| ACTIONS TO TAKE |
1) According to the how-to-help page for LINC, what is the range of the annual membership dues?
2) Continue the how-to-help page for LINC from its final sentence, carrying on the section on conservation options.

| SUPPLIED TEXT |
____________

How to Help

Membership

Membership is essential to support our work and building community.

Annual Membership dues are a sliding scale of $5–$20

You can send e-transfer to linc@lasqueti.ca

Please include in a note indicating “Membership”.

or via mail to:

LINC,
General Delivery
Lasqueti Island, BC
V0R 2J0

Volunteer

LINC is built, grows and thrives because of volunteers.

Many people, including our Board of Directors, volunteer to ensure our stewardship, work and events are succesful. 

If you’re interested in volunteering, please contact us.

Please describe how you might be interested in helping with. If you have special skills, please include a note about them. If you are only available part of the year, please include that information as well.

We look forward to hearing from you!

Donate

LINC is a non-profit, charitable land trust that relies on membership and donations to support our conservation and stewardship programs

Your donation helps our communications, education, outreach and operational costs.

Donations also support the costs of acquiring and managing lands that we purchase and protect.

 

Conservation Options

Leave a Legacy

Some land owners want to protect a part or all of their land’s natural or cultural features so that it remains intact for future generations. Other people may want to protect a particular area, ensuring privacy from neighbours or sorting out the future use of a property now shared by members of an expanding family or community group. Others may see conservation as a way to resolve property or income tax challenges.

____________

| RECORDED INFORMATION |
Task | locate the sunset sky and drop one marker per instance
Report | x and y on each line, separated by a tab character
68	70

____________

| EXPECTED OUTPUTS |
1) They are a sliding scale of $5 to $20.

2)
Whatever your motivations are, protecting a part of your land will create a legacy. You will preserve biodiversity, wildlife and other ecological services – such as clean water, clean air, and carbon sinks while providing a public benefit that will last well into the future.

New Property Owners and Realtors

Contact LINC to arrange for a site visit if you wish to learn specific information about your property and gather wisdom, advice and recommendations for stewardship and best practices.

Be a Good Steward

Being a good steward of natural areas is one of the most effective ways of protecting biodiversity and mitigating and adapting to climate change.

Biodiversity is essential for our survival. Many species we share this island and planet with definitely need our help these days. More than 50% of Canadian wildlife species are currently declining, and they need protected habitat to survive. We can help protect habitat for wildlife and ensure that we have clean and abundant water and air by reducing our own impacts on natural areas.

Everyone can help conserve natural processes on your own land, whether you own or rent, through voluntary stewardship. This means that you are taking care of the biodiversity on your land. For example, you can take actions to protect wetland areas, that may provide a stop over point during a species’ migration or may provide habitat for particular plants or amphibians.

Because we live in the rarest ecozone in BC, the Coastal Douglas-fir (CDF) zone, Lasqueti and surrounding islands are of great conservation concern. Learning about the ecosystems, plants and animals that are native, and those that are invasive or a threat to other species is important to steward or protect land and water. 

Protecting as much overstory (tree canopy) and understory (low lying plants and shrubs) as possible is important for both carbon storage and the protection of precious shade and water. This is achieved by keeping as many trees as possible and fencing some areas so that the understory plants can survive and are protected from hungry ungulates.

Many people worry about fire, but most living plants are not a fire hazard – it’s the dead ones that are. Learn about keeping your home and land Fire Smart.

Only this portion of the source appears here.